--- Start of TEXT EXTRACT ---

Suitless in Soho Blame the Bankers! At My Club Downtown, Suits and Ties Are Banned

noties Suitless in Soho Blame the Bankers! At My Club Downtown, Suits and Ties Are BannedThe young receptionist at the front door of my downtown club, a trendy London import I’m not supposed to name or else I could lose my membership, looked us up and down and grimaced.  She said suits were not appropriate and that we should at least remove our ties. 

“Club policy,” she said. “It’s about a relaxed ambience.”

Suddenly, we were feeling anything but relaxed. I inflated like a puffer fish.

“Are you kidding?” I sputtered.

“It’s what the management wants,” she said. 

I paid no attention last spring when the new no-tie rule appeared in a club memo to discourage bankers and lawyers and “to stay true to our creative roots.” But when you’re with creative people who are dressed up and get such a harsh dressing down, it gets your attention. Did I have to explain that we weren’t bankers, but innocent publishing folk coming from a benefit for poets and authors?

I get why bankers are unpopular, especially in the wake of the economic crisis. But does a tie alone signify you’re unpleasant and uninteresting? And isn’t there something to be said for a diversity of looks in any bar or restaurant?

In Williamsburg, you see plenty of skinny ties and V-neck sweaters. Thom Browne is doing gangbusters with little suits and ties. Pee Wee and his bow tie are back. And, according to last Thursday’s Styles section, wing tips are hot and trendy, too. “People are dressing up again,” says stylist Stefan Campbell, soon to be seen as an arbiter on The Fashion Show on Bravo. “And the hipsters have taken back the tie.”

Go for it, kids. But then again, formality appeals to me–from thank-you notes to school uniforms and seated dinners. When the White House barred a visiting boy last month (whose grandfather was a war hero) because he was in shorts and a T-shirt, it made sense. Sorry, son, we’re talking about the White House, not Six Flags.

--- End of TEXT EXTRACT ---

• [TASKS AND EXERCISES]
[1] Name every person the essay about the downtown club's no-tie rule mentions by name.
[2] Extend the essay about the downtown club's no-tie rule with a few more paragraphs, beginning after its last sentence, the one about the White House and Six Flags.

--- Start of MATERIAL PROVIDED ---

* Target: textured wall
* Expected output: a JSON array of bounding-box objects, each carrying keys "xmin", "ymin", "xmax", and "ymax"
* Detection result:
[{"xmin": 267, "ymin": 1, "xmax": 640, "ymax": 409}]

--- End of MATERIAL PROVIDED ---
--- Start of MATERIAL PROVIDED ---

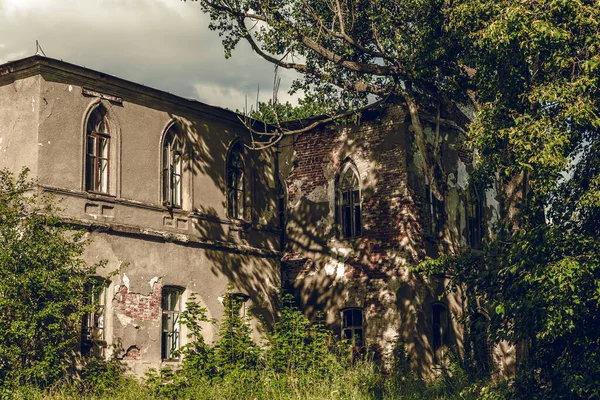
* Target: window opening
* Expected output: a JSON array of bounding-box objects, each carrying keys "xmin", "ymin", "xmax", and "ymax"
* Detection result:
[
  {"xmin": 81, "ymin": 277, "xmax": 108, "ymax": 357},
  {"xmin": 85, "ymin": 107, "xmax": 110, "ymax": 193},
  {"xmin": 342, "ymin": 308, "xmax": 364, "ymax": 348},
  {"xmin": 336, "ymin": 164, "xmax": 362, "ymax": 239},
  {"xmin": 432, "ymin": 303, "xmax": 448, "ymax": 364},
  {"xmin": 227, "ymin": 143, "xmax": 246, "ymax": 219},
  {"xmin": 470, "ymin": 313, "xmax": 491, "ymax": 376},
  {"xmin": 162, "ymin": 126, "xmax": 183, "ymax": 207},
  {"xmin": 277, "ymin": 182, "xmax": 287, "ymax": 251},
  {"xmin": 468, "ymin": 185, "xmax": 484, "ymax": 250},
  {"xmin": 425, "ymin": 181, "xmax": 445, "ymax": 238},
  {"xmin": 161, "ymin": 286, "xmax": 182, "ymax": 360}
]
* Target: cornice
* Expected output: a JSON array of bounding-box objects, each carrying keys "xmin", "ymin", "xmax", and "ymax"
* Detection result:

--- End of MATERIAL PROVIDED ---

• [ANSWERS]
[1] Thom Browne, Pee Wee, Stefan Campbell

[2]
Imposing the right kind of standards is exactly what makes a place feel special. Perhaps that’s why the Harvard Club decided against allowing Eliot Spitzer to join last month. And that’s why most uptown clubs ban jeans and will put you in a jacket and tie from their supply if you aren’t wearing your own. The Bel-Air country club in Los Angeles forbids wearing backward baseball caps. San Francisco’s Union Club forbids working or even reading about business. At New York’s Union Club, two people told me to go to the booth in the coat room to use my phone, instead of using it in the foyer. 

“The members don’t want to see you doing business here,” a front door attendant told me. “Just turn off the phone, get off the computer and you’re home.”

Good for them, I thought.

In fact, one of the things I loved about my club when it opened was the no-cell-phone rule. Too bad it’s not the rule they were enforcing the night we showed up.

We refused to ditch our jackets and ties. And we went upstairs to the lounge and managed to have a relaxing evening even though we weren’t in T-shirts and sneakers. Imagine! If they want to keep the bankers out, they should do it during the application process, not at the door. Besides, so many creative icons, including Spike Jonze, the director; Gilbert and George, the conceptual artists; and Ozwald Boateng, the fashion designer, wear suits as their uniforms. 

But I guess they aren’t welcome. Perhaps they can go down the street to the Standard. The guest list for the rooftop bar there may be tough, but as far as I know, suits and ties are still welcome.

The Standard has its own standards. But none of them require that you look like a slob.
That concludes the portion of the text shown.